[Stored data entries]

□ □ □ □ □ □ □

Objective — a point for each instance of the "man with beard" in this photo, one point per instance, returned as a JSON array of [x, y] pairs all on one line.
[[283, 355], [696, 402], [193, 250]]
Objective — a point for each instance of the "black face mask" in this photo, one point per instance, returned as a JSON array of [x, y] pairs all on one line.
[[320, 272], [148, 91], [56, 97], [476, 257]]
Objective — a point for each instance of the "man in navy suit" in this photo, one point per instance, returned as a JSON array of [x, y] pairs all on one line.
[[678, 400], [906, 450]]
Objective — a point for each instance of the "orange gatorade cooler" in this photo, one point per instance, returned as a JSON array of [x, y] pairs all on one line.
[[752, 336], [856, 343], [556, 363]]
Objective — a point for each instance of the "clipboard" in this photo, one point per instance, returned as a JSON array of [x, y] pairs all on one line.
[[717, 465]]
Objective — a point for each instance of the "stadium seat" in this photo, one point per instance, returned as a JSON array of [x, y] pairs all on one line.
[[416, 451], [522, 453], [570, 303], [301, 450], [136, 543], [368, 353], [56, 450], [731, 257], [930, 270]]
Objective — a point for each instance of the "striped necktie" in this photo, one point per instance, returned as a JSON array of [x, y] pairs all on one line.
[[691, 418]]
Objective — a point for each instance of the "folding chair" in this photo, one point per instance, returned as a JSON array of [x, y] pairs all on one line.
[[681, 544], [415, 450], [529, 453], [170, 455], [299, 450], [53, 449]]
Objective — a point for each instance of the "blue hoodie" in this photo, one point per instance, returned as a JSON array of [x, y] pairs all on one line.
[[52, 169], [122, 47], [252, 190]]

□ □ □ □ □ □ □

* [EXERCISE REQUIREMENTS]:
Reproduce word for word the records from their first line through the line containing "450], [53, 449]]", including both of those lines.

* [RESULT FOR THIS EXERCISE]:
Objective — a point for each instance of the "man with beard" in this photo, one point per instance, returned as a JSON array of [x, y] pairs all on one line.
[[283, 355], [696, 402], [193, 250]]
Objective — a point for each instance of the "black face mask" in this photo, one point per instance, returned as a JSON array of [x, y] pairs all on one line.
[[320, 272], [148, 91], [56, 97], [476, 257]]
Objective — a point for each instance of the "man in navy suit" in this photo, one point per instance, returned as a JSON array of [x, y] pairs all on one line.
[[678, 400], [906, 450]]
Objective — a point for each instance of the "orange gatorade cooler" in this photo, one point per instance, returned as a JSON array of [x, y] pairs all on one line.
[[752, 336], [856, 343], [556, 363]]
Objective — a point for each instance of the "clipboard" in this photo, one point per instance, returned as a JSON array of [x, y] pairs all on one line.
[[717, 465]]
Objective — a point for each instance of the "stadium seat" in this photo, one point per instance, returned as a JSON array of [x, y] pairs all on one line.
[[416, 451], [522, 453], [570, 303], [301, 450], [136, 543], [368, 353], [56, 450], [731, 257], [930, 270]]
Objective — a point for each instance of the "striped necktie" in this photo, one point per instance, returned as a JSON array of [x, y] pairs all on one line.
[[691, 418]]
Objective — a point for each instance of the "folding chair" in this photo, one point per instance, returned as a JSON array of [x, y] pairs all on one line.
[[681, 544], [415, 450], [529, 453], [170, 455], [299, 450], [53, 449]]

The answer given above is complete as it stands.